Stored data
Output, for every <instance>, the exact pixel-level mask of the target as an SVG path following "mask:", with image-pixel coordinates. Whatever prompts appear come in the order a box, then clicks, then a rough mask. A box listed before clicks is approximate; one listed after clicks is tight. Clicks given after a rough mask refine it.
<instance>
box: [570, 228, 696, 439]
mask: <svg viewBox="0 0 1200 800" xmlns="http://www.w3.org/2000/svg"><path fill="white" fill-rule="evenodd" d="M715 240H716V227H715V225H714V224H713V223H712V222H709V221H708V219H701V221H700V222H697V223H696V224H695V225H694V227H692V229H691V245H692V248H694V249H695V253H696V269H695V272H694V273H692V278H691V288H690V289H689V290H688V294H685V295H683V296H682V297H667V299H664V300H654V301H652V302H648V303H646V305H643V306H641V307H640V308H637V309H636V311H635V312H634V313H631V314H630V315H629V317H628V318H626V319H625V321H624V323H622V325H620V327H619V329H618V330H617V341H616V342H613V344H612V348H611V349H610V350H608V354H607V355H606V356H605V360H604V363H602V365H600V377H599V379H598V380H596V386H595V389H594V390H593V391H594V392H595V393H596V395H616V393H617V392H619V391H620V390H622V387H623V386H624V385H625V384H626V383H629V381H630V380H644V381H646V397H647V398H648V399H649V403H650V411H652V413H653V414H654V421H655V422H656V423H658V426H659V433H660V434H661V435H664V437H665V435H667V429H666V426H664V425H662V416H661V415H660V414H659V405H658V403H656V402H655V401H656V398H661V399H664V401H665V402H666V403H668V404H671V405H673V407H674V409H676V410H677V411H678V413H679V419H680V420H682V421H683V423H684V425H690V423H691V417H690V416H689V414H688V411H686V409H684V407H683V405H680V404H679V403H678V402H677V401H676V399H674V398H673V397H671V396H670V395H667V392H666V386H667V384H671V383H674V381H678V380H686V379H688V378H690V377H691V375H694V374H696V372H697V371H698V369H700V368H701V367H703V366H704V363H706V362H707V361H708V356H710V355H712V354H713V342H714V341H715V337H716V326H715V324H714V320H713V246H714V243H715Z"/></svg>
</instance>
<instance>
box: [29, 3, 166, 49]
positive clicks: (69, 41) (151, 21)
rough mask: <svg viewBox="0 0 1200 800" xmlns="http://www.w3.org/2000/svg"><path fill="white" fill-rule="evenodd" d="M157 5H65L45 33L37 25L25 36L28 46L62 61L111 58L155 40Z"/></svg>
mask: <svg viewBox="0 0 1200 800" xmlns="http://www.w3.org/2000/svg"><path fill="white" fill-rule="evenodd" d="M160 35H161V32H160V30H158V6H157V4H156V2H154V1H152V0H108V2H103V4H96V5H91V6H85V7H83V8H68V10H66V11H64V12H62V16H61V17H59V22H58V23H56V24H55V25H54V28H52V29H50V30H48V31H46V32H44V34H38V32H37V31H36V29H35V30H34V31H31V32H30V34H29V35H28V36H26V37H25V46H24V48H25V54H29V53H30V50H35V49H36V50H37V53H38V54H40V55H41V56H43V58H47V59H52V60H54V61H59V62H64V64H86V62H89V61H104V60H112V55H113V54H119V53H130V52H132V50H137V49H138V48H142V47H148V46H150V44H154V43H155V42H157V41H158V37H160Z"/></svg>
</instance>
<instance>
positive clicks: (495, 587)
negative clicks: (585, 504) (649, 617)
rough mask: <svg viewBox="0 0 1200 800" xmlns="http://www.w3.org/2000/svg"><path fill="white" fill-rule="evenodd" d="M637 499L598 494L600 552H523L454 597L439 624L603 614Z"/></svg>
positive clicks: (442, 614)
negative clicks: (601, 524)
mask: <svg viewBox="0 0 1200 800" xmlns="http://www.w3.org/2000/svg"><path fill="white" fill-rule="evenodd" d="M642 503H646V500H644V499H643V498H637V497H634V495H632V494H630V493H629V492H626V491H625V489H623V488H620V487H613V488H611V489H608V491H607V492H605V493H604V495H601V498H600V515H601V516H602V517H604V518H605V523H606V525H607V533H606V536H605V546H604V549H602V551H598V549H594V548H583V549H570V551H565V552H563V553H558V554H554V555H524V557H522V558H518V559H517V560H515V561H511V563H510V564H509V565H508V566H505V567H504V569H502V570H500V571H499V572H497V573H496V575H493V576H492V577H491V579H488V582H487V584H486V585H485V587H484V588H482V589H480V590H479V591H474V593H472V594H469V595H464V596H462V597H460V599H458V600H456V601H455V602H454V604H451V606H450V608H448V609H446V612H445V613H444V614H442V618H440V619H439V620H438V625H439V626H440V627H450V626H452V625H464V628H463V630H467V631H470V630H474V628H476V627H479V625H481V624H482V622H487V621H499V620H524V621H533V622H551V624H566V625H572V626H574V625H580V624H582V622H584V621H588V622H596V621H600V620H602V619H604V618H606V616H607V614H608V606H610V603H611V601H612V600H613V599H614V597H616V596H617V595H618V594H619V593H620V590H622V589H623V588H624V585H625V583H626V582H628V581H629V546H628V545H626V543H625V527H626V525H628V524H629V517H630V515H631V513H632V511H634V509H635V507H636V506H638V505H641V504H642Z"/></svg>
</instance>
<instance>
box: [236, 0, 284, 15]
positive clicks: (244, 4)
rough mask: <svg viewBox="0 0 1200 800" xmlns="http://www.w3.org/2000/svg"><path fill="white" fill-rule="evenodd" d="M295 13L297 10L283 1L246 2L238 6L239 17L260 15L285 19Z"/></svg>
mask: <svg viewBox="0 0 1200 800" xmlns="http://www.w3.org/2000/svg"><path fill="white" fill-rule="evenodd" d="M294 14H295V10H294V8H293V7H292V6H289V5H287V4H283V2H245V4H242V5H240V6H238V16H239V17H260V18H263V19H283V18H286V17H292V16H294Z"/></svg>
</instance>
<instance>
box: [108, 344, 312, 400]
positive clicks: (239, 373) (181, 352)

...

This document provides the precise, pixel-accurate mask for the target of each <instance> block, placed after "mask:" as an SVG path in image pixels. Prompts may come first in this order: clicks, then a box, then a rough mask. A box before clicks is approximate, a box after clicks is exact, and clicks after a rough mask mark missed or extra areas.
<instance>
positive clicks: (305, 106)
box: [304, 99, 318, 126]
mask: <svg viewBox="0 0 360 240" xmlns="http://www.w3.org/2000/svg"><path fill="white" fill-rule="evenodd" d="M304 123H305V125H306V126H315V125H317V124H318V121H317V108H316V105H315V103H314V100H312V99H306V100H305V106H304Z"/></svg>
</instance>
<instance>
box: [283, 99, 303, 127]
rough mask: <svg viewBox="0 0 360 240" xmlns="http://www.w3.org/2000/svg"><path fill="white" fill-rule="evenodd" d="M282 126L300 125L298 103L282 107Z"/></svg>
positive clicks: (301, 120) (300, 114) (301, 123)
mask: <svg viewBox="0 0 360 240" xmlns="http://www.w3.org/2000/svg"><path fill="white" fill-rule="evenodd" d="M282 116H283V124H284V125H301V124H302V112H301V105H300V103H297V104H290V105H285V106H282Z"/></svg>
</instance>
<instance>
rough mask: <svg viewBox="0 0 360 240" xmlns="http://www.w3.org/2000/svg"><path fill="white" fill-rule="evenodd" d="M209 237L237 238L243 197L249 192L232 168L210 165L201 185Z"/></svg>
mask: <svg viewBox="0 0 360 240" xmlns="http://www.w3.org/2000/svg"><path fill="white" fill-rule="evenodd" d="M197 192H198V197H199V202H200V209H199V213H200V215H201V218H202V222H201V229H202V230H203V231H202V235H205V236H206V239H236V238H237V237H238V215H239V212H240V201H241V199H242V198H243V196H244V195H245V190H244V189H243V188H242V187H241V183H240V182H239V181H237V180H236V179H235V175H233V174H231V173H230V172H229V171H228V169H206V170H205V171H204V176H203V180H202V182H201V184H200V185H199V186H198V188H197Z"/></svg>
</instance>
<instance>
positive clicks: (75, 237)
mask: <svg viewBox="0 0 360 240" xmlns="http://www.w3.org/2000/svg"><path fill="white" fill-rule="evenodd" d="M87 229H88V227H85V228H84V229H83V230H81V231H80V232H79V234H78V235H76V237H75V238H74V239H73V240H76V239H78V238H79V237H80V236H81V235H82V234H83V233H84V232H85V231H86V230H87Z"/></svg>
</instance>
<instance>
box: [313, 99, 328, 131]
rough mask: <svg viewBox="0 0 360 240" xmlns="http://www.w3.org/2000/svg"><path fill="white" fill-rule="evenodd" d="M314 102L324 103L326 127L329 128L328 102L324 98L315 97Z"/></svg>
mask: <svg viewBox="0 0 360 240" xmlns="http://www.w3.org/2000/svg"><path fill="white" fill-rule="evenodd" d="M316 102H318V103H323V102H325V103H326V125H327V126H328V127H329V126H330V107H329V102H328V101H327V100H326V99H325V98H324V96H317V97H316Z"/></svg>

Your goal
Reproduce without alteration the part of the listing above that opens with the line containing "Output, for every" and closes with the line containing "box: [570, 228, 696, 439]", including both of those lines.

Task answer
Output, for every <instance>, the exact pixel-level mask of the target as an SVG path following "mask:", with image-pixel coordinates. Whatever prompts appear come in the order a box, then clicks, then a rough mask. A box listed before clicks is approximate; one listed after clicks is tight. Clicks given after a rough mask refine it.
<instance>
box: [570, 228, 696, 439]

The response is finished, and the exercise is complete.